INSTRUCTIONS FOR THE TASK:
The records that follow need to be output exactly as they are.

Data excerpts:
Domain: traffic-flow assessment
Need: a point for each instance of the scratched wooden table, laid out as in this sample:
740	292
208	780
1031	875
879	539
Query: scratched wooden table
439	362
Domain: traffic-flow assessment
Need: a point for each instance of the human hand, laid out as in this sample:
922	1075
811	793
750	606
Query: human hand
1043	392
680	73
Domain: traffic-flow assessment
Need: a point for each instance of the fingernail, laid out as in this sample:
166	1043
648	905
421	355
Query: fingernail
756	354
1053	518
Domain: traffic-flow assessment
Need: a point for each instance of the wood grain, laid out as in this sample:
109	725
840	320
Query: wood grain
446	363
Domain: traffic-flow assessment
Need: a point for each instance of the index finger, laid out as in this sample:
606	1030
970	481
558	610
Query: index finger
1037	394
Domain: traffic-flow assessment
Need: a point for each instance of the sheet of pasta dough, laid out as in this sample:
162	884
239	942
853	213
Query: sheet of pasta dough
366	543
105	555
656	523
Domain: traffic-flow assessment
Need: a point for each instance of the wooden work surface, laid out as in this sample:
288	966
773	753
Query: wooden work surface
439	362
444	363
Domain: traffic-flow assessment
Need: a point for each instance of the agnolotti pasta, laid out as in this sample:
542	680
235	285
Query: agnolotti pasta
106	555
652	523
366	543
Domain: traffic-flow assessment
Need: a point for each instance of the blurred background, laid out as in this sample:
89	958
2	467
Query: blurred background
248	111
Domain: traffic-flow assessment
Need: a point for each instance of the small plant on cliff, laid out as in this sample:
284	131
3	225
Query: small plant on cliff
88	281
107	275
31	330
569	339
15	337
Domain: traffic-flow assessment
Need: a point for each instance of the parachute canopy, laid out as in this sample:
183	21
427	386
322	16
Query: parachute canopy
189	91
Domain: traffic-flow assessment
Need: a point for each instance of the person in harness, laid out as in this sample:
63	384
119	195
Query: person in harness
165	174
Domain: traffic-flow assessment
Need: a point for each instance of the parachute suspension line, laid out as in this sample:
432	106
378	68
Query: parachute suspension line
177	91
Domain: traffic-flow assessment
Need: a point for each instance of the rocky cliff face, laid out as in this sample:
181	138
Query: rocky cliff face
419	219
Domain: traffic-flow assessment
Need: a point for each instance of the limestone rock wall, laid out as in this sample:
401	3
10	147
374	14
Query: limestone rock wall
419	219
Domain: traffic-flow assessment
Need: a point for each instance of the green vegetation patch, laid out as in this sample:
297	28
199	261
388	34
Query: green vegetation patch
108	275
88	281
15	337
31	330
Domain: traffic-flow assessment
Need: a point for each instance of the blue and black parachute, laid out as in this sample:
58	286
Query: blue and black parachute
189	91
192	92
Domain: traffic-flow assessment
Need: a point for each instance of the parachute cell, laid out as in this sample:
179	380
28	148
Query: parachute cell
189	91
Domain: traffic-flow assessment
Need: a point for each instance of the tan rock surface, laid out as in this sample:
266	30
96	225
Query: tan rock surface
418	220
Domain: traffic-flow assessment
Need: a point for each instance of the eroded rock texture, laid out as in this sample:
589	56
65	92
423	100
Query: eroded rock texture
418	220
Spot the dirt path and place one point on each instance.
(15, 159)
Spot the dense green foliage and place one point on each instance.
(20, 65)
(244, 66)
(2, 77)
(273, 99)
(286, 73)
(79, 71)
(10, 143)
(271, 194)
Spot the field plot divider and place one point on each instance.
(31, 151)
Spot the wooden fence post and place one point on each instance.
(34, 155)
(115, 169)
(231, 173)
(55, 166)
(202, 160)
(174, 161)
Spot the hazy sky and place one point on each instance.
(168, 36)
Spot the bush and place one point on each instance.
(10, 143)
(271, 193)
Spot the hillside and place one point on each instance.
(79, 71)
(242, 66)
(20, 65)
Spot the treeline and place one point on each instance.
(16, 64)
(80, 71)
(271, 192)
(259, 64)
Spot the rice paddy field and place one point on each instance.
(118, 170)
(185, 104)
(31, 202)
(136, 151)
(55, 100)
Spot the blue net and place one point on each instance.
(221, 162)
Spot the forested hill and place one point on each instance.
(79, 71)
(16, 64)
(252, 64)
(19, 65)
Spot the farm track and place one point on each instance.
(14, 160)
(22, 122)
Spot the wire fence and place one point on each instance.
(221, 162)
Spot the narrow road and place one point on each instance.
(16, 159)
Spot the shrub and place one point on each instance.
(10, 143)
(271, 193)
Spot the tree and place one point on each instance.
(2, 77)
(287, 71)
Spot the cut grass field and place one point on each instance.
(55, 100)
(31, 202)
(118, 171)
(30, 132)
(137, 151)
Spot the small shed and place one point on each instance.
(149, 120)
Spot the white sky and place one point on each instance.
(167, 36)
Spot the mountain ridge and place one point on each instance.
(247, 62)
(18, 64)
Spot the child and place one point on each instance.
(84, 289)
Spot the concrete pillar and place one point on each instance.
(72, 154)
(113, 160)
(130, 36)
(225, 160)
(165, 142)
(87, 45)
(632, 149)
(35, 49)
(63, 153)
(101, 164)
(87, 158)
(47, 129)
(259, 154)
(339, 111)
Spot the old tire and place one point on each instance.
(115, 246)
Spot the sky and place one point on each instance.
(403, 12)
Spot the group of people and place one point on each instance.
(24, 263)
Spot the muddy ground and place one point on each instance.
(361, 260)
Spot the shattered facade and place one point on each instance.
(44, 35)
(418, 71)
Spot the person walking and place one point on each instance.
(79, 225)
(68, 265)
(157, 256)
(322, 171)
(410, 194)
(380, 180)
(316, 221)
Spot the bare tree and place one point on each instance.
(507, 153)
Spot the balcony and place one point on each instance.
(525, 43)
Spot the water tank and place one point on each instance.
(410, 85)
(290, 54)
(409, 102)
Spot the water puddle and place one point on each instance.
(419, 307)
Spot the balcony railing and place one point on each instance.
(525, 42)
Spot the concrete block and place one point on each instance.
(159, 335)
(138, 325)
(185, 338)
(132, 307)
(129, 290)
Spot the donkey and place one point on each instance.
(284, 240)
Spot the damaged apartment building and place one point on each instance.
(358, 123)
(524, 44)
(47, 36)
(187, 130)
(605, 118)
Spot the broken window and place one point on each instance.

EXERCISE OUTPUT:
Domain: traffic-flow assessment
Need: a point for each instance of the scratched wooden table, laid out as in this sample:
740	292
208	780
1031	875
879	539
Query: scratched wooden table
439	362
Domain: traffic-flow assessment
Need: a point for each instance of the human hand, laid out as in this sample:
922	1075
811	793
750	606
Query: human hand
1043	392
680	73
Domain: traffic-flow assessment
Need: a point for each instance of the fingernail, laid out as in this sample:
166	1043
648	905
421	355
Query: fingernail
756	354
1053	518
Domain: traffic-flow assessment
Need: a point for each instance of the wood grain, laid out as in this sample:
109	725
840	320
Query: wood grain
446	363
Domain: traffic-flow assessment
Need: a point for each instance of the index finger, laid out as in this sample:
606	1030
970	481
558	610
Query: index finger
1037	394
Domain: traffic-flow assessment
Need: a point for each instance of the sheet of pasta dough, laid out as in this sample:
162	884
239	942
853	213
Query: sheet of pasta dough
366	543
105	555
656	523
Domain: traffic-flow assessment
Need: a point for each instance of the wooden work surface, laid out as in this sample:
288	966
773	753
Query: wooden work surface
439	362
444	363
Domain: traffic-flow assessment
Need: a point for each instance of the agnolotti pasta, laid out as in this sample:
542	680
235	285
Query: agnolotti pasta
106	555
652	523
366	543
Domain: traffic-flow assessment
Need: a point for each instance of the blurred background, laid out as in this sample:
89	958
2	467
Query: blurred background
248	111
Domain: traffic-flow assessment
Need: a point for each instance of the small plant on cliff, laid out as in this sample:
284	131
3	225
Query: small plant on cliff
88	281
107	275
31	330
569	339
15	337
Domain: traffic-flow assessment
Need: a point for each instance of the parachute canopy, laid out as in this sample:
183	21
427	386
322	16
Query: parachute canopy
189	91
Domain: traffic-flow assessment
Need: a point for each instance of the person in harness, laid out as in this sample:
63	384
119	195
Query: person in harness
165	174
Domain: traffic-flow assessment
Need: a point for each instance of the parachute suspension line, laid out as in this sample:
432	106
378	68
Query: parachute suspension line
177	91
Domain: traffic-flow assessment
Need: a point for each instance of the rocky cliff face, laid out as in this sample:
181	138
Query: rocky cliff face
419	219
Domain: traffic-flow assessment
Need: a point for each instance of the limestone rock wall, laid out as in this sample:
401	3
10	147
374	14
Query: limestone rock wall
419	219
Domain: traffic-flow assessment
Need: a point for each instance of the green vegetation patch, laid out as in this sample:
297	28
199	261
388	34
Query: green vegetation patch
108	275
88	281
15	337
31	330
Domain: traffic-flow assessment
Need: a point for each instance of the blue and black parachute, laid out as in this sample:
58	286
Query: blue and black parachute
189	91
192	92
Domain: traffic-flow assessment
Need: a point for each instance of the parachute cell, laid out as in this sample:
179	380
28	148
Query: parachute cell
189	91
Domain: traffic-flow assessment
Need: a point for each instance of the tan rock surface, laid out as in this sample:
266	30
96	225
Query: tan rock surface
418	220
Domain: traffic-flow assessment
Need: a point for each instance of the eroded rock texture, laid out as in this sample:
589	56
65	92
423	100
Query: eroded rock texture
418	220
Spot the dirt path and place one point on each instance.
(15, 159)
Spot the dense green foliage and place one point on each instance.
(20, 65)
(244, 66)
(2, 77)
(273, 99)
(286, 73)
(79, 71)
(10, 143)
(271, 194)
Spot the field plot divider and place one point on each instance.
(31, 151)
Spot the wooden fence post and place one point on each instance.
(34, 155)
(115, 169)
(231, 173)
(55, 166)
(202, 160)
(174, 161)
Spot the hazy sky and place one point on each instance.
(168, 36)
Spot the bush and place one point on each instance.
(10, 143)
(271, 193)
Spot the hillside and place one point on each instance.
(79, 71)
(242, 66)
(20, 65)
Spot the treeline and place one point on each instance.
(16, 64)
(80, 71)
(271, 192)
(259, 64)
Spot the rice paddy field and place one point on each instance.
(118, 170)
(185, 104)
(31, 202)
(136, 151)
(55, 100)
Spot the blue net and place one point on each instance.
(221, 162)
Spot the forested hill and place one point on each instance.
(79, 71)
(16, 64)
(252, 64)
(19, 65)
Spot the farm track and place one point on each instance.
(14, 160)
(22, 122)
Spot the wire fence and place one point on each instance.
(221, 162)
Spot the narrow road and place one point on each instance.
(16, 159)
Spot the shrub and place one point on each instance.
(10, 143)
(271, 193)
Spot the tree and place one point on each instance.
(2, 77)
(287, 71)
Spot the cut grass field and place one point on each instance.
(55, 100)
(31, 202)
(118, 171)
(30, 132)
(137, 151)
Spot the small shed and place one point on each instance.
(149, 120)
Spot the white sky and place one point on each instance.
(167, 36)
Spot the mountain ridge and place one point on each instance.
(247, 62)
(18, 64)
Spot the child and place one point on each instance.
(84, 289)
Spot the concrete pillar and place one point on each instance.
(72, 154)
(113, 160)
(130, 36)
(225, 160)
(165, 142)
(87, 45)
(632, 149)
(35, 49)
(63, 153)
(101, 164)
(87, 158)
(47, 129)
(259, 154)
(339, 111)
Spot the old tire and place one point on each instance.
(115, 246)
Spot the sky and place one point on each instance.
(403, 12)
Spot the group of people and place one point on each instance.
(24, 263)
Spot the muddy ground and place one point on each instance.
(361, 260)
Spot the shattered facade and place one point on each instance.
(44, 35)
(418, 71)
Spot the person walking and place one point on each instance.
(79, 225)
(68, 265)
(157, 256)
(322, 171)
(410, 194)
(380, 180)
(316, 221)
Spot the bare tree and place one point on each instance.
(507, 153)
Spot the balcony and place one point on each instance.
(525, 43)
Spot the water tank and place one point on each instance.
(410, 85)
(290, 54)
(409, 102)
Spot the water puddle and place one point on each instance.
(419, 307)
Spot the balcony railing and place one point on each instance.
(525, 42)
Spot the concrete block and place one point on each instance.
(159, 335)
(138, 325)
(185, 338)
(132, 307)
(129, 290)
Spot the donkey and place one point on each instance.
(284, 240)
Spot the damaged apartment building and place one point on each instance.
(358, 123)
(524, 44)
(47, 36)
(187, 130)
(605, 118)
Spot the broken window and place one point on each instance.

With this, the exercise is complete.